### REQUESTS
- a) In the news roundup, why did the ACLU start writing to foreign embassies? Answer in one to three sentences.
- b) According to the news roundup, how many judicial vacancies were there when Rehnquist criticized the Republican-controlled Senate four years earlier?
- c) Reproduce the news roundup word for word from "A newspaper survey" to "at 33 percent.".

BEGIN SOURCE TEXT

Frustrated by its efforts to determine just who is being held in the Justice Department's anti-terror investigation, the American Civil Liberties Union has now begun writing to foreign embassies asking their help. The ACLU, which maintains that the detention of hundreds of foreigners in this country on suspicion of possible terrorist connections is unconstitutional, wants to file suit against the government. But it has been unable to find out who is being held, since the Justice Department is not releasing the names. So, the New York Times reports the ACLU has now written to the embassies of such places as Saudi Arabia, Egypt and Pakistan, asking for names of their citizens being held.

A newspaper survey of Arab newspaper readers from Saudi Arabia across the Arab world to Germany has found that Israeli President Ariel Sharon easily outdistances everyone else for the title of worst personality of the year 2001. Sharon was the choice of 56 percent of the readers of the Saudi newspaper Okaz, with President Bush coming in second with 29 percent. Perhaps surprisingly, Usama bin Laden was third at 11 percent and Mullah Mohammad Omar fourth at 3 percent. The 9/11 terrorist attacks came in first at the worst event of the year with 38 percent, with the U.S.-led war in Afghanistan second at 33 percent.

Syria has quietly been helping the U.S. in the war on terrorism by allowing access to some of its citizens and by providing intelligence. The Israeli newspaper Haaretz reports that two weeks ago, the government of President Bashar Assad let an FBI investigator visit the city of Aleppo to question people who had met with suspected 9/11 terrorist leader Mohammed Atta. And the newspaper says the government has also given U.S. authorities information on the terrorist activities of the militant groups Hamas and Islamic Jihad.

Four years ago, when Chief Justice William Rehnquist criticized the U.S. Senate, then under Republican control, for its failure to act on judicial nominations, the New York Times put the story on its front page. At the time, there were 82 vacancies, as Rehnquist noted in his annual year-end report. Now, four years later, with the Senate in Democratic hands, there are 94 vacancies and Rehnquist has renewed the criticism. But on Tuesday, as the Media Research Center noted, the New York Times put the story inside the paper, with no mention of the Senate until the 10th paragraph.

END SOURCE TEXT
BEGIN INFORMATION SHOWN

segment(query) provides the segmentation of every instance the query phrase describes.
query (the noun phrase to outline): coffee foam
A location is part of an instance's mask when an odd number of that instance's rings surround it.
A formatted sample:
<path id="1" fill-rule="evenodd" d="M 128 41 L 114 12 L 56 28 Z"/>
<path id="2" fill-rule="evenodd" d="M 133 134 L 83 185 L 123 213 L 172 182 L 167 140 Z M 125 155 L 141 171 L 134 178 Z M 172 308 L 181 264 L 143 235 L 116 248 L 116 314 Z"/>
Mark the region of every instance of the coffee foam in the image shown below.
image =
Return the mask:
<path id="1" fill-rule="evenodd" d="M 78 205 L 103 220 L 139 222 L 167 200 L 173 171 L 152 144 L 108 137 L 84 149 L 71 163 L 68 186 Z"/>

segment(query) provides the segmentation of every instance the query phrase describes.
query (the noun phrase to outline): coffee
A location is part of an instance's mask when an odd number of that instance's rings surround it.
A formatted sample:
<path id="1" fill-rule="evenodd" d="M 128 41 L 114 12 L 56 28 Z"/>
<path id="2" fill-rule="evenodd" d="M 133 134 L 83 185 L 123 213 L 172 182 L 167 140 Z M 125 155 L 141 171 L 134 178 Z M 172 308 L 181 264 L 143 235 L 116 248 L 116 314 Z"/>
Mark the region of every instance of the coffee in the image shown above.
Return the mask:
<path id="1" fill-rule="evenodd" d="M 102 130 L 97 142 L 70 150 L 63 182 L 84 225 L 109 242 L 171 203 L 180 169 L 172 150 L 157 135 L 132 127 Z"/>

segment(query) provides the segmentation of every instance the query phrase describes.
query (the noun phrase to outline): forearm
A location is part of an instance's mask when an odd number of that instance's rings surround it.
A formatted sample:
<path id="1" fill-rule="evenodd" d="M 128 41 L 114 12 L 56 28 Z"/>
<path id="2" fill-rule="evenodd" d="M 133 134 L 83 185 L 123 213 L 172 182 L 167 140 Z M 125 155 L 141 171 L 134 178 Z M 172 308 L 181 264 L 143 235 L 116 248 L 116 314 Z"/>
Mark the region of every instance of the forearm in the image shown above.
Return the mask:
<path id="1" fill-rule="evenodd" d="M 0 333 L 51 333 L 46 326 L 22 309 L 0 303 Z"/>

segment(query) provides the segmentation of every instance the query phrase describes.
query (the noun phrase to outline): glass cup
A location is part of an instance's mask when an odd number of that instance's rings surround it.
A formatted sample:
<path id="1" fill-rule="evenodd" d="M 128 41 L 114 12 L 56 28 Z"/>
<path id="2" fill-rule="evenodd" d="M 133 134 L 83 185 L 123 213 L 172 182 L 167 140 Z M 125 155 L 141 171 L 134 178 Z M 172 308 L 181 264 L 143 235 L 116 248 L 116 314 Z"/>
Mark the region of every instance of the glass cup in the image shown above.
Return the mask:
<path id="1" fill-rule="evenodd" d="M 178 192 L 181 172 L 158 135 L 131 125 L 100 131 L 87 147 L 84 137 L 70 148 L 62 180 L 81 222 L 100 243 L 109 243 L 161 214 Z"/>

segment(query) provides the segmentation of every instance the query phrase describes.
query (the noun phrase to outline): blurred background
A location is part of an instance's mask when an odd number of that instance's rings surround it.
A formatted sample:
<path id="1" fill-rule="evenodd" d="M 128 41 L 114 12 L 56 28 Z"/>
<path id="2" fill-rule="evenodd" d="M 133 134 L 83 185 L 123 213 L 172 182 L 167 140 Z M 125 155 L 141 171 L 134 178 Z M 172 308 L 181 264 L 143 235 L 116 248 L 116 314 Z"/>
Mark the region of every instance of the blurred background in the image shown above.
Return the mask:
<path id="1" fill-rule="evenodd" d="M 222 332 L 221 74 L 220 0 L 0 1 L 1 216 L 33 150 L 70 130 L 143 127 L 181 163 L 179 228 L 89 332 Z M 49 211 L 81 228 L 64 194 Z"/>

END INFORMATION SHOWN

### TASK RESPONSES
- a) The ACLU wants to sue the government over the detentions, but it could not find out who is being held because the Justice Department is not releasing the names. It therefore asked embassies such as those of Saudi Arabia, Egypt and Pakistan for the names of their detained citizens.

- b) There were 82 vacancies.

- c)
A newspaper survey of Arab newspaper readers from Saudi Arabia across the Arab world to Germany has found that Israeli President Ariel Sharon easily outdistances everyone else for the title of worst personality of the year 2001. Sharon was the choice of 56 percent of the readers of the Saudi newspaper Okaz, with President Bush coming in second with 29 percent. Perhaps surprisingly, Usama bin Laden was third at 11 percent and Mullah Mohammad Omar fourth at 3 percent. The 9/11 terrorist attacks came in first at the worst event of the year with 38 percent, with the U.S.-led war in Afghanistan second at 33 percent.